3. We create and develop an alternative (meaning not identical to yourself) personality for our characters. [You’d be amazed how many fails this fairly simple rule]
4. We are constructive and listens to suggestions from other players, and will actively pursue good ideas by others. [My plots usually take players into paradoxes where they have no idea what to do, this rule moves the game forward. See also Moderator rule #1 which ties into this. The rule basically means it’s not okay to shoot down all the other players ideas, and let them shoot yours - we’ve had months where the game didn’t move forward - see XP graph attached from 3E D&D game]
5. Focus is on plots and role playing relevant to the characters; if only relevant for the world it is not good enough. [Whatever plot must relate to the characters directly, and not just be EPIC]
6. We expect you to improvise and you can’t play “Avoid” at the table, i.e. “I won’t tell you about that right now, but in a week I will”. If you have problems with improvising we expect you to prepare before the game session.
About the Moderator
1. The Moderator will use a permanent “Yes, but”-attitude and not a “no”-attitude. [If it’s a good suggestion it should always pay off, even though unforseen by the Moderator - I’ve always done this, but they didn’t know, so being explicit here helped them. Not just about plots, but also other ideas.]
2. The Moderator will always make sure that when the players run with a good idea, it pays off - even if not expected by the Moderator [Same thing but plot specific].
About the Game
1. We’re focusing on the game, as our game sessions are short. [No 2 hours stories on what happened at work this week]
2. It’s a good idea to bring some edible loot to the game once in a while and share it. [We encourage healthy snacks, all of us being 30+)]
That’s a rough translation, but I hope it gives you some ideas.
In the graph below, notice about 6 months of no XP
Thanks so much for sharing this, Staun. I’ve bookmarked this thread so when I start up NeoPangea again, I’d love to share this with my own players when the time comes.

....................

Things to do
1. Do these statements agree with the game group rules? Answer yes or no for each and quote the words that decide it. (a) The Moderator is to take a "no"-attitude. (b) Players who struggle with improvising are expected to prepare before the game session. (c) A plot that matters only to the world is good enough.
2. In the game group rules, why are sessions supposed to stay focused on the game?
3. Write out the passage of the game group rules from "About the Moderator" up to and including "but plot specific].".

Exercise data
....................

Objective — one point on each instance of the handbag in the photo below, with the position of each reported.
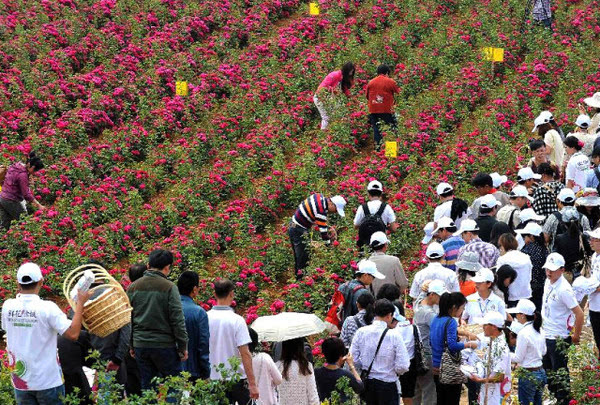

....................

Answers in order
1.
(a) No: "The Moderator will use a permanent “Yes, but”-attitude and not a “no”-attitude."
(b) Yes: "If you have problems with improvising we expect you to prepare before the game session."
(c) No: "if only relevant for the world it is not good enough."

2. Because the game sessions are short.

3.
About the Moderator
1. The Moderator will use a permanent “Yes, but”-attitude and not a “no”-attitude. [If it’s a good suggestion it should always pay off, even though unforseen by the Moderator - I’ve always done this, but they didn’t know, so being explicit here helped them. Not just about plots, but also other ideas.]
2. The Moderator will always make sure that when the players run with a good idea, it pays off - even if not expected by the Moderator [Same thing but plot specific].